■ 指示
- A) 憲法と法律を扱った本文で、筆者は、それらをほとんど読んだことがないのは不勉強というより「当たり前のことなのだと思う」と書いています。そう考える理由を、本文の記述に沿って説明してください。
- B) 憲法と法律を扱った本文は「で、何が言いたいかというと。」で終わっています。その後に続く部分を書き足してください。

■ 本文
法学館憲法研究所編『日本国憲法の核心』(日本評論社、2017年05月03日発行)
自民党憲法改正草案を読む/番外178(情報の読み方)
「憲法」は中学のときに社会科の授業の中で読んだ。それ以来、つい最近まで読んだことはなかった。「法律」に関しては何も読んだことがない。
これは、しかし、私が不勉強というよりも、当たり前のことなのだと思う。
憲法も法律も意識しないで生きる。これがふつうの暮らしである。知らなくていいのが憲法と法律だ。
憲法は「国家権力を縛るもの」。権力と縁のないところで日々の暮らしに悩んでいる人間には何の関係もない。守る必要のないものである。何も知らなくても、弱者(権力者ではない人間)を守ってくれるのが憲法である。
法律のいちばん身近なものに、交通法規がある。正しくは何というか知らない。私は目が悪くて車の運転をしない。免許も持っていない。知っているのは、青信号を守っていれば私の安全は保障されるということだけである。事故に遭ったら、私に責任があるのではなく、赤信号で進んできた車にある。詳しいことは何も知らなくも、弱者を守ってくれるのが法律である。
逆に言うと、「力」を行使する立場にないかぎり、憲法とか、法律なんて、ぜんぜん知らなくていいのだ。
銃刀法なんていうのは、名前は聞くが、ぜんぜん関係ないでしょ? 猟師にでもならないかぎり、知る必要がない。包丁や鋏も凶器になるかもしれないが、「危ないから気をつけなさい」という注意を子供のときに聞くだけで、まあ、関係ないねえ。
で、何が言いたいかというと。

■ 資料
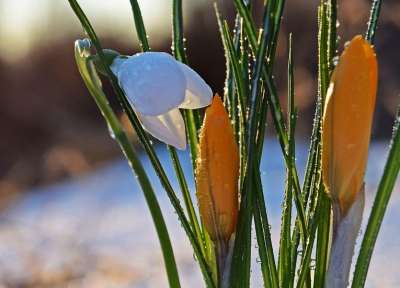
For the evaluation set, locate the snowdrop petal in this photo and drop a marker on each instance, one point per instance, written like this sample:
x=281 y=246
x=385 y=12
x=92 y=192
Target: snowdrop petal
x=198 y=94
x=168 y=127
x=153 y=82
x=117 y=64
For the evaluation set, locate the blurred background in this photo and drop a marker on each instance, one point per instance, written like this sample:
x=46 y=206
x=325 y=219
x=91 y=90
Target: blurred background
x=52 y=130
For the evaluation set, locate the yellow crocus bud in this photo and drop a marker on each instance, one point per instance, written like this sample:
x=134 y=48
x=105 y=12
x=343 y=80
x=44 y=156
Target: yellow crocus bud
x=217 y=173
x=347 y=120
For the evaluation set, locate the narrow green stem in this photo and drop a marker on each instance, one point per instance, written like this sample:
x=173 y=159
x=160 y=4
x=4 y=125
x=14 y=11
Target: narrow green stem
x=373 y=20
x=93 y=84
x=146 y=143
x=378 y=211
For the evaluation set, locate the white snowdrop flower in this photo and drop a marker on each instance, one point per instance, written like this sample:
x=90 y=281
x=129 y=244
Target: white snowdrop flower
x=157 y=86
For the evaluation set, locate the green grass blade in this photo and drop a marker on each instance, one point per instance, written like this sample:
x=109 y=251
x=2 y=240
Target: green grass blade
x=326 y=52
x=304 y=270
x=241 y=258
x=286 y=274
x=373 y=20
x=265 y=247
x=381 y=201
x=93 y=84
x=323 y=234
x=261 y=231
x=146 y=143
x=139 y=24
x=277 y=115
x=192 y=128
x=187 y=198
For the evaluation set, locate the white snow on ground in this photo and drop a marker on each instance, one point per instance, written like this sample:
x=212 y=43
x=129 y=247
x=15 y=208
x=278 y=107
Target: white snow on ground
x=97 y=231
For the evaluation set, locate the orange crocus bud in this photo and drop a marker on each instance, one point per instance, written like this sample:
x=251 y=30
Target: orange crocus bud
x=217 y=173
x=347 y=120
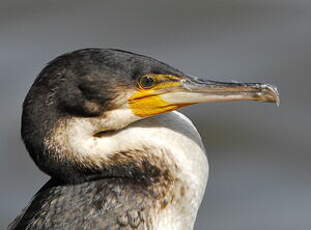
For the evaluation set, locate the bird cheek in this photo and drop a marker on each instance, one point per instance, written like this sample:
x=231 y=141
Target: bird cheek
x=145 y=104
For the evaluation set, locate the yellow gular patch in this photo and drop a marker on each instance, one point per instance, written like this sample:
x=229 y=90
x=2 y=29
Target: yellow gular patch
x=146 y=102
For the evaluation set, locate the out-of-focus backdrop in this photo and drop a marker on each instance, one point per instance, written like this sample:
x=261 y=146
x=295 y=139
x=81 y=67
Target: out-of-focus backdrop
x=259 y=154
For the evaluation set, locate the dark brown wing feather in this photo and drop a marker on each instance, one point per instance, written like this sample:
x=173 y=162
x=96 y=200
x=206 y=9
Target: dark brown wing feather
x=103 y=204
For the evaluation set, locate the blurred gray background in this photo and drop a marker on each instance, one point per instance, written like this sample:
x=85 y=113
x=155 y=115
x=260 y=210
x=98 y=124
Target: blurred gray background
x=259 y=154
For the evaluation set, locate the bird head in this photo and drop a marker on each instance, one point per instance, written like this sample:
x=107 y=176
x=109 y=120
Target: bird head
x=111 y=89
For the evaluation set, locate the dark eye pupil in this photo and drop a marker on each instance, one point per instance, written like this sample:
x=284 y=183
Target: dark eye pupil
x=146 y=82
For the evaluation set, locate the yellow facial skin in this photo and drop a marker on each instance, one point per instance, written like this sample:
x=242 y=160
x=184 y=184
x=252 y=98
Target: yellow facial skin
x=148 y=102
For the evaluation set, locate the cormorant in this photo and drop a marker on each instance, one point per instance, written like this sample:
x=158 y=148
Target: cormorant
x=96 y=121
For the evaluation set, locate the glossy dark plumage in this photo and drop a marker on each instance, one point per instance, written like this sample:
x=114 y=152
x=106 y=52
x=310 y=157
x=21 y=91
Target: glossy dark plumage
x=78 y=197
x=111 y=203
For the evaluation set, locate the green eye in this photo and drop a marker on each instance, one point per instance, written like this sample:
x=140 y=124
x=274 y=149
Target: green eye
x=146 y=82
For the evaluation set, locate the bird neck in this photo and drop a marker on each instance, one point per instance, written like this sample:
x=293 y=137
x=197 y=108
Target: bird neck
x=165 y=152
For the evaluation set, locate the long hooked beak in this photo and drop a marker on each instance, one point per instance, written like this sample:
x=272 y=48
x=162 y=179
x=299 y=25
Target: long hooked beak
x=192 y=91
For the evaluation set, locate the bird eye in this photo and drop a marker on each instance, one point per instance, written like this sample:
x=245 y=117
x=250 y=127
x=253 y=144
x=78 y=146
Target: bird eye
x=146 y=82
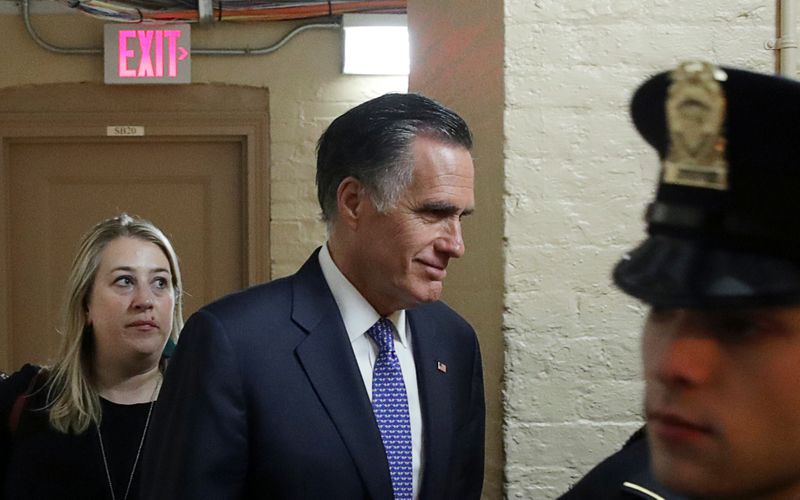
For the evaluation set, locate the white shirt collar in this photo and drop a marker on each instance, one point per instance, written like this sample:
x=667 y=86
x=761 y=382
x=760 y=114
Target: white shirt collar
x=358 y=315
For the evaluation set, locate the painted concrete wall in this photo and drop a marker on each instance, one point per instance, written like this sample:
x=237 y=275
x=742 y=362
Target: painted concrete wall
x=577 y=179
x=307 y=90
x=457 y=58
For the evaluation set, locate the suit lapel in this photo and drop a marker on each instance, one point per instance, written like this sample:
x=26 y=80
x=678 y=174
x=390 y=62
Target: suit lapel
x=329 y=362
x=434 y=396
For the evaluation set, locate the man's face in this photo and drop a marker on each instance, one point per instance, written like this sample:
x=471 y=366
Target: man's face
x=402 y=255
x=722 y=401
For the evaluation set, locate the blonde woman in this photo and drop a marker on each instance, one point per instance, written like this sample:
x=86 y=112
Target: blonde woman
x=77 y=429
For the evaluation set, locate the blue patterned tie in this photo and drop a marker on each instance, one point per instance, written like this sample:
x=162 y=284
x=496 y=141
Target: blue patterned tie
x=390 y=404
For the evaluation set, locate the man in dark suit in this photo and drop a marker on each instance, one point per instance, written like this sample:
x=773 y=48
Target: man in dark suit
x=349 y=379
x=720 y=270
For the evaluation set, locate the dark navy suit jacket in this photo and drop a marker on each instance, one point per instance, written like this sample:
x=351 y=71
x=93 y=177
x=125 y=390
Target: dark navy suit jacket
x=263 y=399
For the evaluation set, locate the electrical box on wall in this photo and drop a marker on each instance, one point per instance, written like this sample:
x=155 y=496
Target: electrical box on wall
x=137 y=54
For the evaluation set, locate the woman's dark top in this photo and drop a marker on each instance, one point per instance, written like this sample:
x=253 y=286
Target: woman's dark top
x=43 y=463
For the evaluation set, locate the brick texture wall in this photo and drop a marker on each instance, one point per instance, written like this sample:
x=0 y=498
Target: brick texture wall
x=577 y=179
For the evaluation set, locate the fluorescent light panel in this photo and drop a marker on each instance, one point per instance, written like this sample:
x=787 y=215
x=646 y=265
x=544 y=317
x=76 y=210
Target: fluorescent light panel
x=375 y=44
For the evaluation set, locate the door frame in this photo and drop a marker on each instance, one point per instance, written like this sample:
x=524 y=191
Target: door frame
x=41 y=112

■ 解答
- A) 筆者によれば、憲法も法律も意識しないで生きるのがふつうの暮らしであり、どちらも知らなくていいものだからです。憲法は国家権力を縛るものなので、権力と縁のない人間には関係がありません。そして憲法も法律も、何も知らなくても弱者を守ってくれるものだと筆者は述べています。

- B)
私は2016年に、ふと思い立って「自民党の憲法改正草案」を読んでみた。好き勝手に他人の悪口を書きたいから、「表現の自由」がどう書かれているか、気になったのだ。それから夏の参院選。ここで、社会の異常さに気づいた。とても静かなのだ。選挙なのに、だれもがもう結果を知っているという感じ(シナリオが決まっていて、みんな、自分に割り振られた役を演じているという感じ)なのだ。
これは、おかしい、と思い、急に「政治」について語りたくなった。憲法について語りたくなった。憲法が「私を守ってくる」よりどころではなくなる、と心配になった。
で。
これは異常なことだ、と私は思う。
私は「政治」には何の関心もなかった。学生時代は、いわゆるノンポリだった。だから、何も知らない。その何も知らない人間が、これは危ない。自分で憲法について考え、自分の意見を言わないと、自分を守ることができないという恐怖感を感じるというのは、どうみてもおかしい。
憲法、法律が、弱い人間を守らない、逆に弱い人間を支配するようになっているのは、絶対におかしい。
こんな感覚で、少し勉強しようかなと思うと、しかし、すぐにつまずく。
「憲法学者」がいろんなことを書いている。主張している。それぞれの「論理」はみんな正しい。「完結している」。完結しているから「正しい」としか言いようがない。
ここはおかしい、と感じても(自分の意見を言ってみても)、通じない。学者は「自分の論理的の正しさ」に引き返していってしまう。「論理の正しさ」から抜け出さない。実際に何か言ってみたわけではないが、読むと、そういうことを感じる。
これは、なんだか、つらいね。
頼りにしている人が、頼りにならない。
でも、そうでもないかもしれないと、この本を読み始めて思った。。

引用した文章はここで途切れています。